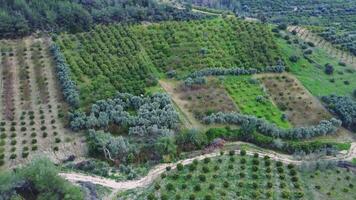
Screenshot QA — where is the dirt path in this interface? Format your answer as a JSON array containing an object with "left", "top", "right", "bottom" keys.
[
  {"left": 159, "top": 80, "right": 202, "bottom": 129},
  {"left": 60, "top": 148, "right": 301, "bottom": 190},
  {"left": 61, "top": 140, "right": 355, "bottom": 198}
]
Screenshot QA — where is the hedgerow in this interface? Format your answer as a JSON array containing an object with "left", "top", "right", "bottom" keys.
[
  {"left": 203, "top": 112, "right": 341, "bottom": 139},
  {"left": 50, "top": 44, "right": 80, "bottom": 108}
]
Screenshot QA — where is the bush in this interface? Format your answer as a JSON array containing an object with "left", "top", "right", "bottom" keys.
[
  {"left": 166, "top": 183, "right": 174, "bottom": 191},
  {"left": 198, "top": 174, "right": 206, "bottom": 182},
  {"left": 189, "top": 194, "right": 195, "bottom": 200},
  {"left": 325, "top": 63, "right": 334, "bottom": 75},
  {"left": 240, "top": 149, "right": 246, "bottom": 156},
  {"left": 289, "top": 55, "right": 299, "bottom": 63},
  {"left": 203, "top": 157, "right": 211, "bottom": 164},
  {"left": 229, "top": 150, "right": 235, "bottom": 156},
  {"left": 194, "top": 184, "right": 201, "bottom": 191},
  {"left": 176, "top": 163, "right": 183, "bottom": 171},
  {"left": 209, "top": 183, "right": 215, "bottom": 190},
  {"left": 223, "top": 181, "right": 229, "bottom": 188}
]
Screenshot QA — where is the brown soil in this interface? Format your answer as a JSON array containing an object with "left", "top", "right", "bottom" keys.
[{"left": 257, "top": 73, "right": 332, "bottom": 126}]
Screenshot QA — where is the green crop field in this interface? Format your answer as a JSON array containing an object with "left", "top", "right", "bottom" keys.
[
  {"left": 117, "top": 152, "right": 356, "bottom": 200},
  {"left": 56, "top": 18, "right": 283, "bottom": 107},
  {"left": 223, "top": 76, "right": 291, "bottom": 128}
]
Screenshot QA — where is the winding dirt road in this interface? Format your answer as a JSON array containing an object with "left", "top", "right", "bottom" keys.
[{"left": 60, "top": 149, "right": 303, "bottom": 190}]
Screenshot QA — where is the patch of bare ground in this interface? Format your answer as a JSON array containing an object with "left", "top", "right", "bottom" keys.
[
  {"left": 257, "top": 73, "right": 332, "bottom": 126},
  {"left": 159, "top": 79, "right": 238, "bottom": 129},
  {"left": 257, "top": 73, "right": 354, "bottom": 142}
]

__Your goal__
Starting at the line that contains "Screenshot QA — where is the green", retype each remaining line of the records exactly; that line and the last line are both included.

__Exercise response__
Screenshot QA — where is the green crop field in this interface? Format your answer as a JSON array containing an object with "left", "top", "right", "bottom" keys.
[
  {"left": 117, "top": 152, "right": 356, "bottom": 200},
  {"left": 56, "top": 18, "right": 283, "bottom": 107},
  {"left": 223, "top": 76, "right": 291, "bottom": 128}
]
Screenshot QA — where is the winding dirt road in this interface? Format your answer as a JSON array containing an object with "left", "top", "right", "bottom" keys.
[{"left": 60, "top": 149, "right": 303, "bottom": 190}]
Screenshot QA — where is the patch of bare ground in this interface? Format your answer as a JSON array containing an object with "left", "top", "right", "bottom" keys.
[
  {"left": 257, "top": 73, "right": 332, "bottom": 126},
  {"left": 159, "top": 79, "right": 238, "bottom": 129},
  {"left": 257, "top": 73, "right": 354, "bottom": 142}
]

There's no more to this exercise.